### Документ:
Тот самый странный эйсид-хаус
— Журнал «Афиша», который активно пропагандировал твою предыдущую песенную пластинку «Downshifting», называл тебя «новым Цоем». Эту фразу все запомнили и еще долго будут тебе вспоминать. Хотя, на мой взгляд, ты не новый Цой и не стремился им быть. А ты слушал Цоя в 1990-е? На какой русской музыке ты вырос?
— Я был нонконформистски настроен — у меня был радикальный вкус. «Кино» и вообще русский рок я не слушал. Хотя я знал, как звучит «Кино», — и их фактура мне нравится. Но на дистанции. В плеере я их не слушал. Я слушал Sonic Youth и лейбл Warp.
Кстати, нонконформистская позиция мне во многом мешала — например, «Гражданскую оборону» я смог слушать только после того, как исчез окружавший ее контекст.
Я считаю песни Цоя хорошим образцом и делал на них референс, когда записывал альбом. Но аллюзий на советскую и постсоветскую культуру, продуктом которой, безусловно, является Цой, в «Downshifting» у меня очень много.
— Действительно, там можно услышать и БГ, и «Мумий Тролля», и Дельфина. Ты пытался вычислить русский песенный код?
— Мне были интересны советские культурные и лингвистические особенности — слова, интонации из того времени. Это не значит, что я отсылаю слушателя к советскому времени. Они имеют отношение к тому, что здесь и сейчас происходит. Их надо воспринимать как сталинскую архитектуру в ландшафте современной Москвы. При этом во время записи «Downshifting» я слушал много альбомов с лейбла DFA. Мне нравится, как у них звучат снейры и бочки. Я вообще люблю диско.

### Что сделать:
• A. Что, согласно интервью о пластинке «Downshifting», собеседник слушал в плеере вместо «Кино»?
• B. Допишите следующую часть интервью о пластинке «Downshifting».

### Выдержка из источника:
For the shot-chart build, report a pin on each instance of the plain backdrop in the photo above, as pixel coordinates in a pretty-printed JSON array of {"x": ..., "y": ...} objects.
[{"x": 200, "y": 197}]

### Ответы:
• A. Sonic Youth и лейбл Warp.

• B.
Мне кажется, что на этой пластинке получилось хорошее сочетание драматизма и ироничности. Только так и можно решиться озвучить важные вещи нашему поколению, которому трудно сказать что-то буквально. При этом непонятно, что такое «наше поколение» (смеется).
Художник только кажется абсолютно свободным.
— Как ты оцениваешь эффект, произведенный «Downshifting»? Ты добился чего хотел?
— Эффект, которого хочет добиться художник, находится в теле самой работы — в самой записи и, в моем случае, визуальной части к ней. Тот материал, с которым я работал, — клише и особенности, казавшиеся мне интересными, в нем реализованы. А как их восприняли медиа и зрители — не мне оценивать. После того как работа сдана в печать, у художника нет права говорить о том, как ее понимать.
— Если ты собирался записать поколенческую поп-пластинку — а я так понял, что эта задача была, — то твои песни должны цитировать представители поколения. С такими ситуациями ты сталкивался — грубо говоря, слышал, как заводят твои песни на дискотеках или поют в переходах?
— В переходах поют одно и то же уже лет 30 (смеется). И я не уверен, что проблема в тех, кто записывает песни. Чем и интересен эффект «Гражданской обороны» — что сложные, жутковатые и психоделические тексты Летова может петь и какой-то Вася, и образованный человек, обладающий необходимым культурным багажом и инструментарием для понимания этих текстов. Судьба «Гражданской обороны» — это лучшее, на что может рассчитывать автор.
Но свои песни я слышал только в каких-то странных обстоятельствах…
— Пришел в стрип-клуб, а там играет «Downshifting»?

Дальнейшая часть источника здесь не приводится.